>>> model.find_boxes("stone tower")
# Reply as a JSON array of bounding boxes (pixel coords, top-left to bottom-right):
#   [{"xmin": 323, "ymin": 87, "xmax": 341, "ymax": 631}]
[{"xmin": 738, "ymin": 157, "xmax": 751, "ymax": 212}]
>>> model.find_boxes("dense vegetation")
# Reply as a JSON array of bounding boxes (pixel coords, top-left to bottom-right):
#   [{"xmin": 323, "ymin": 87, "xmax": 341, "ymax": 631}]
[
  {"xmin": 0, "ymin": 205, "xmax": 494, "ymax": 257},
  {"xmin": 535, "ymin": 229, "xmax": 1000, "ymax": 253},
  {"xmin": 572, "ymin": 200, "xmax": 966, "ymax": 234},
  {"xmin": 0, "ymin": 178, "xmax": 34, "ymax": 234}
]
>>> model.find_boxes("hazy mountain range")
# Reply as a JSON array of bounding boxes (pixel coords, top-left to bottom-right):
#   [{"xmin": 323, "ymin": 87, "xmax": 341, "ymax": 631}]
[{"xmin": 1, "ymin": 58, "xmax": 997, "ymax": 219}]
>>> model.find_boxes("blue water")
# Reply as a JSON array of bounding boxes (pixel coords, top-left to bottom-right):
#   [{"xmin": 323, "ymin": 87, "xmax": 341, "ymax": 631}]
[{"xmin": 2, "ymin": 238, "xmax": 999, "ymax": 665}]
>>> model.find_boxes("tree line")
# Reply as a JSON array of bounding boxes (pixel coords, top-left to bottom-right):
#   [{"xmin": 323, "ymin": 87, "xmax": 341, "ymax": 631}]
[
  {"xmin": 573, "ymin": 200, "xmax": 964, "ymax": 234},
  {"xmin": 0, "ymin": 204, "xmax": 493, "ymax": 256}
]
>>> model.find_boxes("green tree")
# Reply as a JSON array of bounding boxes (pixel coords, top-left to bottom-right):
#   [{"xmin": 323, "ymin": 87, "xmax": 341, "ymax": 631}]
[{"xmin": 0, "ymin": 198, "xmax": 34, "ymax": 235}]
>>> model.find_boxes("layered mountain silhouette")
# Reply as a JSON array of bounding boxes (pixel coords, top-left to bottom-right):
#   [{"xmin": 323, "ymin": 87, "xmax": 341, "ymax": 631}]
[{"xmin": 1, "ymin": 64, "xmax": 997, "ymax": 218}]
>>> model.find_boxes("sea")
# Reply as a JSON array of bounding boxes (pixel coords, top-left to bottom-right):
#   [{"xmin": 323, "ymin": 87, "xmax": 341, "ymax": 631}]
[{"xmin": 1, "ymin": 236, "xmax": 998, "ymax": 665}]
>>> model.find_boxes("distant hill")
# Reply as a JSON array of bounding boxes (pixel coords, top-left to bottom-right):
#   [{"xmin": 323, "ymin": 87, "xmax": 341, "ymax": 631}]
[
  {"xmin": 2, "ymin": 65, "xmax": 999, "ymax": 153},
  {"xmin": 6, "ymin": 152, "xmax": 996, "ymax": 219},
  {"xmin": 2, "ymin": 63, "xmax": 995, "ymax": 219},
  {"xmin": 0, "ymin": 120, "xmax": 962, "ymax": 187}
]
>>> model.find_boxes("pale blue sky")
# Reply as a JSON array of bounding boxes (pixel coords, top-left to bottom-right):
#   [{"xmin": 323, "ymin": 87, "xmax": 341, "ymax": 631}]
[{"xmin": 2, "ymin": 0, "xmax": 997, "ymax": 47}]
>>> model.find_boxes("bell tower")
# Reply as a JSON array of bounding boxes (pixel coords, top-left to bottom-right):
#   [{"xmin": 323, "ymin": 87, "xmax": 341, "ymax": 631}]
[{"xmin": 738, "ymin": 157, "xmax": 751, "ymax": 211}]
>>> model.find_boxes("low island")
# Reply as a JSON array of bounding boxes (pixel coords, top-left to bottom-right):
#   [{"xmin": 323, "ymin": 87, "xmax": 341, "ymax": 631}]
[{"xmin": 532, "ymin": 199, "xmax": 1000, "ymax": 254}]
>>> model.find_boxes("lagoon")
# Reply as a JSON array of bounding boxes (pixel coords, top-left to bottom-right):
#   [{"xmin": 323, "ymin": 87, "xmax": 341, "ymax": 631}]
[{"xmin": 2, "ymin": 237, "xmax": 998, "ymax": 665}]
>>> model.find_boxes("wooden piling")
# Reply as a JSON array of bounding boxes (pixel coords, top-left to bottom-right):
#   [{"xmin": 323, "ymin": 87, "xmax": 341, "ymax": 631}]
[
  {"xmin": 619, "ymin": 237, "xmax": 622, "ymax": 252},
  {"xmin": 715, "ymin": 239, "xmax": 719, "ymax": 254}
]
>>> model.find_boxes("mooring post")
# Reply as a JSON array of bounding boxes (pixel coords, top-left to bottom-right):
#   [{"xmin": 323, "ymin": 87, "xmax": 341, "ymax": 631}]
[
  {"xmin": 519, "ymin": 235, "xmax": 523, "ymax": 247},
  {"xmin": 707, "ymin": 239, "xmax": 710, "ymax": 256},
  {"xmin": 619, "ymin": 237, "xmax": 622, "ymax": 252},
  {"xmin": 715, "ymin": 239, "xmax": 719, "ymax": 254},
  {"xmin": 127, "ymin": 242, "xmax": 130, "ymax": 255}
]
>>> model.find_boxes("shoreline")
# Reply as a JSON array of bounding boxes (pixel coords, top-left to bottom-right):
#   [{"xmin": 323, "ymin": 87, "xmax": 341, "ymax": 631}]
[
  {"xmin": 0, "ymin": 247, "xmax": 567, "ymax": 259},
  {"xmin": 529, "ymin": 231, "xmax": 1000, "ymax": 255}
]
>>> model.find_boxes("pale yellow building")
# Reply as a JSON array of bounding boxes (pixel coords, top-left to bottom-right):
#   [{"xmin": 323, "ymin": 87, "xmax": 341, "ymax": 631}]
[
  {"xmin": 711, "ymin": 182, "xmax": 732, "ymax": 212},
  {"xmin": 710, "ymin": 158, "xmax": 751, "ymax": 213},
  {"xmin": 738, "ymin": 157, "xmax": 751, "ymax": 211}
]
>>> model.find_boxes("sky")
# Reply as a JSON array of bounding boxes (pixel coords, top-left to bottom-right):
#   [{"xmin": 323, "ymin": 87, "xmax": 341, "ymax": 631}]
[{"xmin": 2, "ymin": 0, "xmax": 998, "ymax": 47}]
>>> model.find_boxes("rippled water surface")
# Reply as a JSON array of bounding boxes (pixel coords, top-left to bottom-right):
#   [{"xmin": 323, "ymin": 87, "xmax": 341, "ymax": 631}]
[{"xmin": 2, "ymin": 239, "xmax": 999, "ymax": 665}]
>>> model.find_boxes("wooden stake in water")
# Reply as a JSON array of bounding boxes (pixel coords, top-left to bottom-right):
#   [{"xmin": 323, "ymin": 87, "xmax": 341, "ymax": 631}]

=== WHAT IS EXPECTED ===
The entries are to be transcribed exactly, each line in full.

=== RESPONSE TO THE TASK ===
>>> model.find_boxes("stone tower")
# Reply as a JSON array of bounding boxes (pixel coords, top-left to bottom-right):
#   [{"xmin": 323, "ymin": 87, "xmax": 341, "ymax": 631}]
[{"xmin": 738, "ymin": 157, "xmax": 751, "ymax": 212}]
>>> model.find_boxes("dense vegetation")
# Reply as a JSON array of bounding boxes (pixel coords, top-left to bottom-right):
#   [{"xmin": 323, "ymin": 87, "xmax": 341, "ymax": 631}]
[
  {"xmin": 0, "ymin": 205, "xmax": 494, "ymax": 257},
  {"xmin": 535, "ymin": 229, "xmax": 1000, "ymax": 253},
  {"xmin": 572, "ymin": 200, "xmax": 966, "ymax": 234},
  {"xmin": 0, "ymin": 178, "xmax": 34, "ymax": 234}
]
>>> model.find_boxes("hazy mountain range")
# Reply as a JSON array of bounding boxes (pixel coords, top-left to bottom-right):
#   [{"xmin": 323, "ymin": 87, "xmax": 341, "ymax": 631}]
[{"xmin": 1, "ymin": 58, "xmax": 997, "ymax": 219}]
>>> model.find_boxes("blue water")
# Reply as a JSON array of bounding boxes (pixel coords, top-left to bottom-right):
#   [{"xmin": 323, "ymin": 87, "xmax": 341, "ymax": 631}]
[{"xmin": 2, "ymin": 238, "xmax": 999, "ymax": 665}]
>>> model.find_boxes("tree line")
# Reply as a JSON array of bounding boxes (pixel coords, top-left to bottom-right):
#   [{"xmin": 323, "ymin": 87, "xmax": 341, "ymax": 631}]
[
  {"xmin": 573, "ymin": 200, "xmax": 964, "ymax": 234},
  {"xmin": 0, "ymin": 204, "xmax": 493, "ymax": 256}
]
>>> model.find_boxes("green tree")
# Reply as a JSON array of bounding boxes (pixel coords, top-left to bottom-right):
#   [{"xmin": 323, "ymin": 87, "xmax": 341, "ymax": 631}]
[{"xmin": 0, "ymin": 198, "xmax": 34, "ymax": 235}]
>>> model.find_boxes("layered mountain silhouette")
# Reply as a JSON array of bounding boxes (pixel coords, top-left to bottom-right):
#   [{"xmin": 323, "ymin": 87, "xmax": 341, "ymax": 631}]
[{"xmin": 1, "ymin": 64, "xmax": 997, "ymax": 218}]
>>> model.find_boxes("sea")
# Reply as a JSON array of bounding boxes (pixel coords, top-left to bottom-right):
#   [{"xmin": 323, "ymin": 87, "xmax": 341, "ymax": 631}]
[{"xmin": 1, "ymin": 236, "xmax": 998, "ymax": 665}]
>>> model.find_boxes("distant hill")
# Reply as a JSON array of bounding boxes (pixel coords, top-left to bottom-right):
#   [{"xmin": 323, "ymin": 87, "xmax": 341, "ymax": 631}]
[
  {"xmin": 2, "ymin": 65, "xmax": 999, "ymax": 153},
  {"xmin": 6, "ymin": 152, "xmax": 996, "ymax": 219},
  {"xmin": 2, "ymin": 63, "xmax": 995, "ymax": 219},
  {"xmin": 0, "ymin": 120, "xmax": 962, "ymax": 187}
]
>>> model.find_boxes("pale blue sky")
# Reply as a JSON array of bounding boxes (pixel coords, top-left to bottom-right):
#   [{"xmin": 323, "ymin": 87, "xmax": 341, "ymax": 631}]
[{"xmin": 2, "ymin": 0, "xmax": 997, "ymax": 47}]
>>> model.find_boxes("bell tower")
# Reply as a JSON array of bounding boxes (pixel coords, top-left to bottom-right):
#   [{"xmin": 323, "ymin": 87, "xmax": 341, "ymax": 631}]
[{"xmin": 738, "ymin": 157, "xmax": 751, "ymax": 211}]
>>> model.find_boxes("low island")
# Reply as a JSON array of bounding boxes (pixel coords, top-left to bottom-right):
#   [{"xmin": 323, "ymin": 87, "xmax": 341, "ymax": 631}]
[{"xmin": 532, "ymin": 199, "xmax": 1000, "ymax": 254}]
>>> model.find_boxes("lagoon")
# Reply as a JSON array of bounding boxes (pixel coords, top-left to bottom-right):
#   [{"xmin": 323, "ymin": 87, "xmax": 341, "ymax": 631}]
[{"xmin": 2, "ymin": 237, "xmax": 998, "ymax": 665}]
>>> model.find_boxes("wooden piling")
# Reply as a JSON array of bounding boxes (pixel coords, top-left to bottom-right):
#   [{"xmin": 323, "ymin": 87, "xmax": 341, "ymax": 631}]
[
  {"xmin": 619, "ymin": 237, "xmax": 622, "ymax": 252},
  {"xmin": 715, "ymin": 239, "xmax": 719, "ymax": 254}
]
>>> model.find_boxes("mooring post")
# Reply as a JSON array of bounding boxes (pixel coords, top-left to bottom-right):
#   [{"xmin": 323, "ymin": 87, "xmax": 341, "ymax": 631}]
[
  {"xmin": 519, "ymin": 235, "xmax": 523, "ymax": 247},
  {"xmin": 707, "ymin": 239, "xmax": 710, "ymax": 256},
  {"xmin": 619, "ymin": 237, "xmax": 622, "ymax": 252},
  {"xmin": 715, "ymin": 239, "xmax": 719, "ymax": 254},
  {"xmin": 127, "ymin": 242, "xmax": 130, "ymax": 255}
]
>>> model.find_boxes("shoreline")
# Reply as a JSON array of bounding boxes (pixel coords, top-left to bottom-right):
#   [{"xmin": 323, "ymin": 87, "xmax": 341, "ymax": 631}]
[
  {"xmin": 0, "ymin": 247, "xmax": 567, "ymax": 259},
  {"xmin": 529, "ymin": 231, "xmax": 1000, "ymax": 255}
]
>>> model.find_boxes("pale yellow building")
# Reply as a JSON array of bounding boxes (pixel coords, top-left to bottom-right):
#   [{"xmin": 323, "ymin": 87, "xmax": 341, "ymax": 631}]
[
  {"xmin": 711, "ymin": 182, "xmax": 732, "ymax": 212},
  {"xmin": 710, "ymin": 158, "xmax": 751, "ymax": 213},
  {"xmin": 738, "ymin": 157, "xmax": 751, "ymax": 211}
]
>>> model.find_boxes("sky")
# Reply as a JSON array of bounding boxes (pixel coords, top-left to bottom-right):
#   [{"xmin": 323, "ymin": 87, "xmax": 341, "ymax": 631}]
[{"xmin": 2, "ymin": 0, "xmax": 998, "ymax": 47}]
>>> model.find_boxes("rippled water surface")
# Reply as a JSON array of bounding boxes (pixel coords, top-left to bottom-right):
#   [{"xmin": 323, "ymin": 87, "xmax": 341, "ymax": 631}]
[{"xmin": 2, "ymin": 239, "xmax": 999, "ymax": 665}]
>>> model.find_boxes("wooden stake in water")
# Reply as a JSON array of bounding boxes (pixel coords, top-left to bottom-right):
#   [{"xmin": 323, "ymin": 87, "xmax": 341, "ymax": 631}]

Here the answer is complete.